Serigne Mbacke Sohna Lo : Le haut Fonctionnaire du mouridisme

Serigne Mbacke Sohna Lo : Le haut Fonctionnaire du mouridisme

Cet arrière-petit-fils du fondateur de la confrérie mouride est l’un des chefs religieux les plus riches et les plus connus du pays et à l’étranger, celui dont tout le monde parle et que chacun veut rencontrer. Du petit fidèle de Libreville au haut fonctionnaire

La seule évocation de son nom provoque l’hystérie chez certains de ses adeptes. Ses fidèles se déchaînent pour l’approcher, le toucher, lors de ses rares apparitions publiques. Serigne Mbacké Sokhna Lô, de son vrai nom Mohamed Mbacké, arrière-petit-fils de Cheikh Ahmadou Bamba, qui fonda la puissante confrérie des mourides à la fin du XIXe siècle dans le bassin arachidier sénégalais.

Boroom Taïf ak Beyla (« le maître de Taïf et Beyla », deux villages du Sénégal profond), est « l’homme de cette époque », comme la tradition mouride en désigne un à chaque génération.
Grand, beau, élégant, portant bien ses 71 ans, cet autodidacte au français sommaire est devenu l’homme dont tout le monde parle, que tous veulent rencontrer, et vers qui accourt tout ce que le Sénégal compte de responsables politiques, décideurs économiques, autorités coutumières, simples citoyens… Du Premier ministre Macky Sall à la ministre d’État chargée de la Décentralisation Aminata Tall, en passant par celui de l’Intérieur Ousmane Ngom ou du Tourisme Ousmane Masseck Ndiaye, des personnalités de tous bords se sont succédé auprès du marabout, de passage à l’hôtel Méridien Président à Dakar pour quelques jours de repos, fin décembre-début janvier. Rien n’est aujourd’hui de trop pour se rapprocher de Serigne Mbacké Sokhna Lô, réputé avoir l’oreille du calife général des mourides, Serigne Saliou Mbacké (auquel il fournit la main-d’oeuvre qui laboure son immense domaine agricole de Khelcom). Mais aussi celle d’Abdoulaye Wade, qui lui a rendu visite le 5 juin 2004, à son fief de Taïf, un village fondé en 1939 par Serigne Mouhamadou Moustapha Mbacké, fils aîné et premier calife de Cheikh Ahmadou Bamba. En 2000, Macky Sall est devenu l’un de ses « talibés ». Tout comme l’est Amath Dansokho, le remuant leader du Parti de l’indépendance et du travail (PIT, opposition).
Par le hasard de la naissance, Serigne Mbacké Sokhna Lô a de réels avantages sur les autres membres de la grande famille de Serigne Touba. Il est l’aîné de Serigne Cheikh Mbacké, surnommé Gaïndé Fatma, lui-même premier fils de Serigne Mouhamadou Moustapha Mbacké. Calife des mourides après la mort du fondateur en 1927, ce dernier a hérité des biens, des « talibés », mais aussi des « cheikh » (compagnons distingués) de Cheikh Ahmadou Bamba.

Extraits d'un jeu de données d'annotation de lieux:
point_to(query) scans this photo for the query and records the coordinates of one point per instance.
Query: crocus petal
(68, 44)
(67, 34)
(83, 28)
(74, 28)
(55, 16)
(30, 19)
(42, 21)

À faire –
Répondez aux questions suivantes à partir de l'extrait du document.
1. Quel est le vrai nom de Serigne Mbacké Sokhna Lô ?
2. En quelle année le village de Taïf a-t-il été fondé ?
3. En quelle année Macky Sall est-il devenu l'un de ses « talibés » ?

Solution ci-dessous –
1. Mohamed Mbacké.
2. En 1939.
3. En 2000.